◆ **Problems to solve**:
- A) In the recap, rewrite the stretch from "Far from Earth, Raven" through "are awake…and angry.", substituting "basketball" for "soccer".
- B) Answer these questions using the recap:
(i) On what place do Raven and Murphy expect to spend the rest of their lives?
(ii) What game do they play together?
(iii) How many prisoners are awake at the end?
- C) According to the recap, why does Raven wake the prisoners?

◆ **Passage given**:
━━━━━━━━━━━━━━━━━━━━

Far from Earth, Raven and Murphy are coming to terms with the fact that they’re probably going to spend the rest of their lives together on Eligius IV when Raven admits that she’s uneasy about the possibility of pulling the plug on the prisoners, despite knowing their crimes. Murphy promises that if the time comes, he’ll do it for her. They have a refreshing moment of togetherness playing soccer when everything changes—the crew on the ground has opened the docking bay doors in an attempt to kill them. In retaliation, Raven wakes the prisoners so that they will shut the doors to avoid killing their own men. While her plan works, it also means that the 283 prisoners are awake…and angry.

━━━━━━━━━━━━━━━━━━━━

◆ **Record excerpts**:
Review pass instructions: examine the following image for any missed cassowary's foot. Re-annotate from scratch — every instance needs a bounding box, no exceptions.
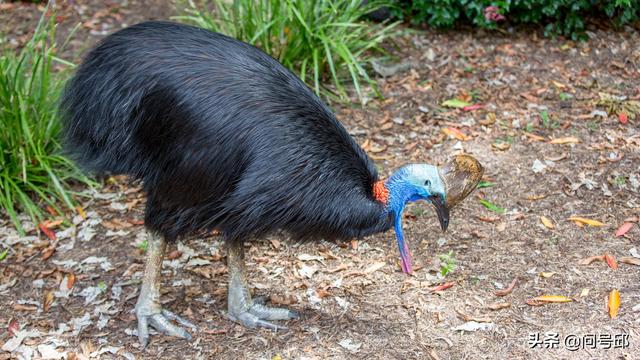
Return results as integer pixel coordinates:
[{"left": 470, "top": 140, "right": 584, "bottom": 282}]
[
  {"left": 136, "top": 303, "right": 198, "bottom": 348},
  {"left": 227, "top": 242, "right": 300, "bottom": 330},
  {"left": 229, "top": 298, "right": 300, "bottom": 330},
  {"left": 136, "top": 235, "right": 197, "bottom": 348}
]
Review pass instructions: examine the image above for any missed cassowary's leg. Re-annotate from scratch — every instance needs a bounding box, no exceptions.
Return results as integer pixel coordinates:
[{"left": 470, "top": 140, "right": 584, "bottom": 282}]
[
  {"left": 136, "top": 233, "right": 197, "bottom": 347},
  {"left": 227, "top": 241, "right": 299, "bottom": 330}
]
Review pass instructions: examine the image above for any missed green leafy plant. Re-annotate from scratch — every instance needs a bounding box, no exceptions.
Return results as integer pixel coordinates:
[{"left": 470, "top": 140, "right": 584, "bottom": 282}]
[
  {"left": 438, "top": 250, "right": 456, "bottom": 276},
  {"left": 0, "top": 10, "right": 91, "bottom": 234},
  {"left": 394, "top": 0, "right": 640, "bottom": 40},
  {"left": 176, "top": 0, "right": 397, "bottom": 99}
]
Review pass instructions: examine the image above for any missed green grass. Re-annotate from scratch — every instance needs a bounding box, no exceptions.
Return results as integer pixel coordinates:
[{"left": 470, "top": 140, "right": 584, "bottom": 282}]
[
  {"left": 176, "top": 0, "right": 397, "bottom": 100},
  {"left": 0, "top": 9, "right": 91, "bottom": 234}
]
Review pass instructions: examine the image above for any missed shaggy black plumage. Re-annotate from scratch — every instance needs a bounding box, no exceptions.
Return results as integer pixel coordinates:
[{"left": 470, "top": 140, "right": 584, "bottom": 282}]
[{"left": 61, "top": 22, "right": 392, "bottom": 240}]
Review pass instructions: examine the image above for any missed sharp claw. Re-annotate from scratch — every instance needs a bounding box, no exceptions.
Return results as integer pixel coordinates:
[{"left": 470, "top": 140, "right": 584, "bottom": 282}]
[
  {"left": 289, "top": 310, "right": 300, "bottom": 319},
  {"left": 138, "top": 316, "right": 149, "bottom": 349},
  {"left": 253, "top": 296, "right": 267, "bottom": 305},
  {"left": 256, "top": 319, "right": 289, "bottom": 331}
]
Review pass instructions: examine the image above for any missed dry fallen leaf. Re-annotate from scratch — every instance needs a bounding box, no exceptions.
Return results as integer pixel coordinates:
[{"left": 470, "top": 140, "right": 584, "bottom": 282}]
[
  {"left": 549, "top": 136, "right": 580, "bottom": 145},
  {"left": 7, "top": 318, "right": 20, "bottom": 336},
  {"left": 42, "top": 291, "right": 54, "bottom": 312},
  {"left": 524, "top": 131, "right": 544, "bottom": 141},
  {"left": 456, "top": 309, "right": 493, "bottom": 322},
  {"left": 616, "top": 222, "right": 633, "bottom": 237},
  {"left": 619, "top": 256, "right": 640, "bottom": 266},
  {"left": 569, "top": 216, "right": 604, "bottom": 226},
  {"left": 527, "top": 295, "right": 573, "bottom": 306},
  {"left": 540, "top": 216, "right": 556, "bottom": 230},
  {"left": 580, "top": 255, "right": 604, "bottom": 265},
  {"left": 76, "top": 206, "right": 87, "bottom": 220},
  {"left": 364, "top": 262, "right": 386, "bottom": 274},
  {"left": 429, "top": 281, "right": 456, "bottom": 292},
  {"left": 494, "top": 277, "right": 518, "bottom": 296},
  {"left": 604, "top": 254, "right": 618, "bottom": 270},
  {"left": 607, "top": 289, "right": 620, "bottom": 319},
  {"left": 491, "top": 142, "right": 511, "bottom": 151},
  {"left": 442, "top": 127, "right": 469, "bottom": 141},
  {"left": 526, "top": 195, "right": 547, "bottom": 201},
  {"left": 487, "top": 302, "right": 511, "bottom": 310}
]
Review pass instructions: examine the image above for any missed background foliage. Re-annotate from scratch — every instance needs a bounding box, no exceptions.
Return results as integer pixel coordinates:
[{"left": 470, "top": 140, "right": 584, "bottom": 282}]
[
  {"left": 0, "top": 11, "right": 90, "bottom": 232},
  {"left": 177, "top": 0, "right": 396, "bottom": 99},
  {"left": 393, "top": 0, "right": 640, "bottom": 40}
]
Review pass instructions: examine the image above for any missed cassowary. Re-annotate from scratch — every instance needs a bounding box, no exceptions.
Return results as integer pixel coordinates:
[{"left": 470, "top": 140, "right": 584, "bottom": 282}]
[{"left": 60, "top": 22, "right": 482, "bottom": 345}]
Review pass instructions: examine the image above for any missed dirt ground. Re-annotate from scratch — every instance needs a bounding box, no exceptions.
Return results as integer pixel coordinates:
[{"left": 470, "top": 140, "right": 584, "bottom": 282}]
[{"left": 0, "top": 1, "right": 640, "bottom": 359}]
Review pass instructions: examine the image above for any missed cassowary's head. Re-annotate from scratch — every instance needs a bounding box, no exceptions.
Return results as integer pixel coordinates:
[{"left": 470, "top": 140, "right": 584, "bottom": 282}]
[{"left": 385, "top": 155, "right": 484, "bottom": 273}]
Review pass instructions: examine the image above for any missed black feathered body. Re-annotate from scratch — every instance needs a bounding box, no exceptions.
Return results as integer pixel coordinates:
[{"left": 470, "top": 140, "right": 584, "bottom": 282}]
[{"left": 61, "top": 22, "right": 391, "bottom": 240}]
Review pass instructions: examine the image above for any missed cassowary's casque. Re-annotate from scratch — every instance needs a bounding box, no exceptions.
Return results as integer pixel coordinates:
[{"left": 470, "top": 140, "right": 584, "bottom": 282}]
[{"left": 61, "top": 22, "right": 482, "bottom": 345}]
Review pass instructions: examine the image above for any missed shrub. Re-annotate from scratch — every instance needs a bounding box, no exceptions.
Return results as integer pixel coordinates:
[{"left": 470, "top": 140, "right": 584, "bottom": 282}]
[
  {"left": 176, "top": 0, "right": 396, "bottom": 99},
  {"left": 394, "top": 0, "right": 640, "bottom": 40},
  {"left": 0, "top": 10, "right": 90, "bottom": 234}
]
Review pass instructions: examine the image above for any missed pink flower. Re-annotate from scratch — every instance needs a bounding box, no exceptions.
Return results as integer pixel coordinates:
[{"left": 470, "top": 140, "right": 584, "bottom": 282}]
[{"left": 484, "top": 6, "right": 506, "bottom": 22}]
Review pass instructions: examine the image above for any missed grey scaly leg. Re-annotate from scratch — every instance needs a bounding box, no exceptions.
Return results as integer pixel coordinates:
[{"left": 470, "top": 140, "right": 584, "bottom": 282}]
[
  {"left": 227, "top": 241, "right": 300, "bottom": 330},
  {"left": 136, "top": 234, "right": 197, "bottom": 347}
]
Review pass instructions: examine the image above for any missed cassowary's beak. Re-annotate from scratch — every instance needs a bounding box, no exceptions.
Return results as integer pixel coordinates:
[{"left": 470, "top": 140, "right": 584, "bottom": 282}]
[
  {"left": 434, "top": 155, "right": 484, "bottom": 210},
  {"left": 429, "top": 195, "right": 449, "bottom": 231}
]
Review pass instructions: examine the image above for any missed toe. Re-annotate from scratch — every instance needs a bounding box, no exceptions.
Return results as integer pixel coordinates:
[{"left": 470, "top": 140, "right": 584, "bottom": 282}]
[{"left": 138, "top": 316, "right": 149, "bottom": 349}]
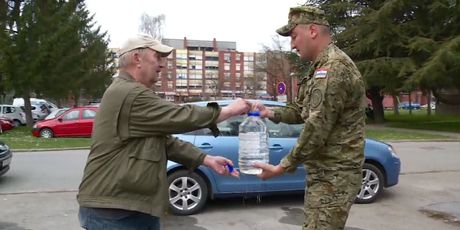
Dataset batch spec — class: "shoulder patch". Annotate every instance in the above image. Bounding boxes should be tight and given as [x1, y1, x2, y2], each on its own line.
[313, 69, 327, 79]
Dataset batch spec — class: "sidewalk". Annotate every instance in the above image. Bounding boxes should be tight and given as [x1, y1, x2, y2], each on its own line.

━━━━━━━━━━━━━━━━━━━━

◆ **Responses for each task**:
- A)
Far from Earth, Raven and Murphy are coming to terms with the fact that they’re probably going to spend the rest of their lives together on Eligius IV when Raven admits that she’s uneasy about the possibility of pulling the plug on the prisoners, despite knowing their crimes. Murphy promises that if the time comes, he’ll do it for her. They have a refreshing moment of togetherness playing basketball when everything changes—the crew on the ground has opened the docking bay doors in an attempt to kill them. In retaliation, Raven wakes the prisoners so that they will shut the doors to avoid killing their own men. While her plan works, it also means that the 283 prisoners are awake…and angry.

- B)
(i) Eligius IV
(ii) Soccer
(iii) 283

- C) The crew on the ground has opened the docking bay doors to kill Raven and Murphy. In retaliation, Raven wakes the prisoners. The prisoners will then shut the doors to avoid killing their own men.